INSTRUCTIONS FOR THE TASK — Filter the entries and keep only the lines where the string "panel" appears.

(Beginning of SUPPLIED INFORMATION)

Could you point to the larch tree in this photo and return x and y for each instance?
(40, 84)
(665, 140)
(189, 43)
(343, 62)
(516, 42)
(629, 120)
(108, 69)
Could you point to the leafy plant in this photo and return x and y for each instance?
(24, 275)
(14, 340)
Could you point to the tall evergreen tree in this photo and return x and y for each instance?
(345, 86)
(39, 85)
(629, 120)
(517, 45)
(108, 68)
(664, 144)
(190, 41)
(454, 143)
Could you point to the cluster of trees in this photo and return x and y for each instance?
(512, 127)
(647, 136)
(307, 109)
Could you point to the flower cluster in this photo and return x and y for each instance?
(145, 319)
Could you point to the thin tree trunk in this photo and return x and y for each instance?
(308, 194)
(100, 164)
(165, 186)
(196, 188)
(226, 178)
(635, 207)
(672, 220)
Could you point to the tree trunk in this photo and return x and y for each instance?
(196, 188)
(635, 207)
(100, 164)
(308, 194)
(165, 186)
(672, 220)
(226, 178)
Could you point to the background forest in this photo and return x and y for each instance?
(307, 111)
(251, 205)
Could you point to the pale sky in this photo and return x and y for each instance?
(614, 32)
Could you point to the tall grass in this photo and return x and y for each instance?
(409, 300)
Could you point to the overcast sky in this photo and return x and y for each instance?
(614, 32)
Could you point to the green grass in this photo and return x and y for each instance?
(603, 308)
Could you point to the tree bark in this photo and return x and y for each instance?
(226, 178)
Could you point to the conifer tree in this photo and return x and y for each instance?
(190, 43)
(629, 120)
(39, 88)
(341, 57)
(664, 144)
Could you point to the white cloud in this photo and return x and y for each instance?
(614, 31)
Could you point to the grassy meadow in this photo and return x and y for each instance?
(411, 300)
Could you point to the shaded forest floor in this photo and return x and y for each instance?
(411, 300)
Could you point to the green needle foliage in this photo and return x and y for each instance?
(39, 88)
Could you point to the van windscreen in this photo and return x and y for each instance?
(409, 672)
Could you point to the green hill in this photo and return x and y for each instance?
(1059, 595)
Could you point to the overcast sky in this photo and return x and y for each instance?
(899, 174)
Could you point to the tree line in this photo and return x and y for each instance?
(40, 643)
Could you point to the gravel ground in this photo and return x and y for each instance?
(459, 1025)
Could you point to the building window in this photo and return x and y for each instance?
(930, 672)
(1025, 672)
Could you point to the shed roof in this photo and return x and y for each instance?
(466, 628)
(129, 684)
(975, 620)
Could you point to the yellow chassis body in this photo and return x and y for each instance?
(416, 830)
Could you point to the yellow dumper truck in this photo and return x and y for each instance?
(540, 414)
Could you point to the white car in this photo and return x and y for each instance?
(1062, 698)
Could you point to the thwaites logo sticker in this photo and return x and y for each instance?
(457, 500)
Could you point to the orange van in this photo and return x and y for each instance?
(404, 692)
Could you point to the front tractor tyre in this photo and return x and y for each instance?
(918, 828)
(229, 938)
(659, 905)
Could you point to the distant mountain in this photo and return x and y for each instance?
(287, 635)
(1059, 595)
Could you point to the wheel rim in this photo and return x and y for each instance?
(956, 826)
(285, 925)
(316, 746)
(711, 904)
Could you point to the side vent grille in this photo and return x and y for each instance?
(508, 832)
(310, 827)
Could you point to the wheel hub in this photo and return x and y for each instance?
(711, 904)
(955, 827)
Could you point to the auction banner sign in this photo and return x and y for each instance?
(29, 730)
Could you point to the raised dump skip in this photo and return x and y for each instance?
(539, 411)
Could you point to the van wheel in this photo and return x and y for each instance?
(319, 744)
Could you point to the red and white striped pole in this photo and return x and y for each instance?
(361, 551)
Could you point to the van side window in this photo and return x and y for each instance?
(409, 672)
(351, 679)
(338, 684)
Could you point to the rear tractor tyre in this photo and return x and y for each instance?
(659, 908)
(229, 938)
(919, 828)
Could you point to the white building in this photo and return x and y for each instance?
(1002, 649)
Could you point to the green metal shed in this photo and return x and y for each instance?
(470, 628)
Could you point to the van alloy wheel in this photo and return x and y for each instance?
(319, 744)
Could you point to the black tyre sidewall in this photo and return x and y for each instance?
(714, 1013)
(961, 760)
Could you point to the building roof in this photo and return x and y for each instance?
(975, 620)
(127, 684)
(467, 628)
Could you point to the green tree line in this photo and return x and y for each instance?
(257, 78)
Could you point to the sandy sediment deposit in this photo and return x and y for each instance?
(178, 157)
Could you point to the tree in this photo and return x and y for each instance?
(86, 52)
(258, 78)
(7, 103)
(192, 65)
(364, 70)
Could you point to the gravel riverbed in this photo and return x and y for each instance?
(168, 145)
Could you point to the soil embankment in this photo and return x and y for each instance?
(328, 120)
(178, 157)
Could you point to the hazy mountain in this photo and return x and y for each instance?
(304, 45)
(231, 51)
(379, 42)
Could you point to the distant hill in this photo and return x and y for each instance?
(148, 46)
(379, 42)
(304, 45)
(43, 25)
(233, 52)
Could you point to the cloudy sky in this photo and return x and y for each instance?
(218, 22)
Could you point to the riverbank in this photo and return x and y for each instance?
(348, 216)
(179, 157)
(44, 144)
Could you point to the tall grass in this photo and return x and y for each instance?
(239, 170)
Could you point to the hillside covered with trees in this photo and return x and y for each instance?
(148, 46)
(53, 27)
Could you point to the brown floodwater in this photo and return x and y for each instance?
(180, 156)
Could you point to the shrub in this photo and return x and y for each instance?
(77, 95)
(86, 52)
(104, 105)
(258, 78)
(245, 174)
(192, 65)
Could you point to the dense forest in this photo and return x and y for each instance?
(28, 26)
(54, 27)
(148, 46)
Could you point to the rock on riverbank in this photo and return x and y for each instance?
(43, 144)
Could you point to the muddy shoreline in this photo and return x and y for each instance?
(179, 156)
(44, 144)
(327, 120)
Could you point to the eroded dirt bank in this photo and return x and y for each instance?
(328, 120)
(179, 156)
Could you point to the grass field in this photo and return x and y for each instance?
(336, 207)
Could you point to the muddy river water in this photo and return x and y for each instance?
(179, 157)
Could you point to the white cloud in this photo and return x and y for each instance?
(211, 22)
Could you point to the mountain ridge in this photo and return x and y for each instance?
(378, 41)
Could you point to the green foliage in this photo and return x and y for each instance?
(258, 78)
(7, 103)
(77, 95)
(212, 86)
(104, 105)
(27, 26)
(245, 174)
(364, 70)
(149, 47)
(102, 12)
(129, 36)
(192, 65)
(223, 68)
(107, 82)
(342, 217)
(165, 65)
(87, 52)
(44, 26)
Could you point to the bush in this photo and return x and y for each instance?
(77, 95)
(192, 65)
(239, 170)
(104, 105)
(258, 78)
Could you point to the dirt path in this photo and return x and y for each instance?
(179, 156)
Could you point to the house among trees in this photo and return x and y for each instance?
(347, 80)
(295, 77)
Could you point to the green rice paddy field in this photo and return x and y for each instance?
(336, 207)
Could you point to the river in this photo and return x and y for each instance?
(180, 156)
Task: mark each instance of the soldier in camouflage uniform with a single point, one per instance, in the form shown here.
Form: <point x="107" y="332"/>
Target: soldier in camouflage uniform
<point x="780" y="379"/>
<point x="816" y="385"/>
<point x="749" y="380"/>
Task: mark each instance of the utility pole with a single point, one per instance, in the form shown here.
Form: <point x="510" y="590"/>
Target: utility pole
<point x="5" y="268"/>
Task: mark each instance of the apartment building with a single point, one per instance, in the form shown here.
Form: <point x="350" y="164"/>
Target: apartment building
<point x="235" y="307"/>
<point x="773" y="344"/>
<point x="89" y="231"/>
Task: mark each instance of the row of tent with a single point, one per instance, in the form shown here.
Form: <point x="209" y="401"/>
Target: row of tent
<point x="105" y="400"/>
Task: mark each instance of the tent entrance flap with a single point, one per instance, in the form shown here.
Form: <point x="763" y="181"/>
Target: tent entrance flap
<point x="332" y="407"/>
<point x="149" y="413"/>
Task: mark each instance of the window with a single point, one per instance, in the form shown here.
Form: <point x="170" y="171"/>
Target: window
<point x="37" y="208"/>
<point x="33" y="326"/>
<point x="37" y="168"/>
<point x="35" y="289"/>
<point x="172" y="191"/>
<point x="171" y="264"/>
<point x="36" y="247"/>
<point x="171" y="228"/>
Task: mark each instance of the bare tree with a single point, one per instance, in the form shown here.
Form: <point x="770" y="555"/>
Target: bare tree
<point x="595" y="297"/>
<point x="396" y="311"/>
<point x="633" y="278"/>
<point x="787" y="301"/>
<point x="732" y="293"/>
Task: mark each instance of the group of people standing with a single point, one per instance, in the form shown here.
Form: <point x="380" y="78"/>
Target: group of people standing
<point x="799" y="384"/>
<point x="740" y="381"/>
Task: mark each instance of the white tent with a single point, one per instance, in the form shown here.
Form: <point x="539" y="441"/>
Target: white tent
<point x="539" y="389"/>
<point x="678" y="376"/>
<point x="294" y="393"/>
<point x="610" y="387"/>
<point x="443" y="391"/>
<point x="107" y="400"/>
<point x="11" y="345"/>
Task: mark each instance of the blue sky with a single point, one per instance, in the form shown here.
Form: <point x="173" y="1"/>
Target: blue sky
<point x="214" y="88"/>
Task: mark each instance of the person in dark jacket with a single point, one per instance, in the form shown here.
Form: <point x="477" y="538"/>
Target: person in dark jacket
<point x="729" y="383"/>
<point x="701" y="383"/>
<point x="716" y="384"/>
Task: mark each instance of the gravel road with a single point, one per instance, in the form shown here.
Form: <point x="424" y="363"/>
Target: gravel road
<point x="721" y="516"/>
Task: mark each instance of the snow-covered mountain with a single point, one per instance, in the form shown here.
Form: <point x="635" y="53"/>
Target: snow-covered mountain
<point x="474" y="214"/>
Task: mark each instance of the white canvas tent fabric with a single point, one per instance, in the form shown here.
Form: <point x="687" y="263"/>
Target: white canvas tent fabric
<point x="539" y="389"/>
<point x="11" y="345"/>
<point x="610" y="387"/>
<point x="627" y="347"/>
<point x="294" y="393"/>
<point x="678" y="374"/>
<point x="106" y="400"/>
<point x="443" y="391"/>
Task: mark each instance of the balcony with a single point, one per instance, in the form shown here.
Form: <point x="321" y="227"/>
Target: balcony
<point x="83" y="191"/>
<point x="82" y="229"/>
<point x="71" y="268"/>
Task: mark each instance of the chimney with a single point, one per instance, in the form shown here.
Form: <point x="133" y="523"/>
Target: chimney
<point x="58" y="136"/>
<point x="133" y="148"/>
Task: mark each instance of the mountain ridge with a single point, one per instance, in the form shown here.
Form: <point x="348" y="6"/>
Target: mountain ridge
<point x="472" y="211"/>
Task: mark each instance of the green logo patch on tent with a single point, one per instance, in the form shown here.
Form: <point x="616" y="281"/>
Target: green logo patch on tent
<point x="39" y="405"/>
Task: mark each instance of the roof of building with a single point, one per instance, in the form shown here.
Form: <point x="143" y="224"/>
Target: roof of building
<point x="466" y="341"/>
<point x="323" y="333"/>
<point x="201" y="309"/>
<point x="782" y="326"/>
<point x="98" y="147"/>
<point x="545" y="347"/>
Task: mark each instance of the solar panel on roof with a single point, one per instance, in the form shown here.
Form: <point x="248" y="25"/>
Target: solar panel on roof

(End of SUPPLIED INFORMATION)

RESULT —
Task: mark each instance of the solar panel on roof with a single point, one per instance, in the form shown here.
Target: solar panel on roof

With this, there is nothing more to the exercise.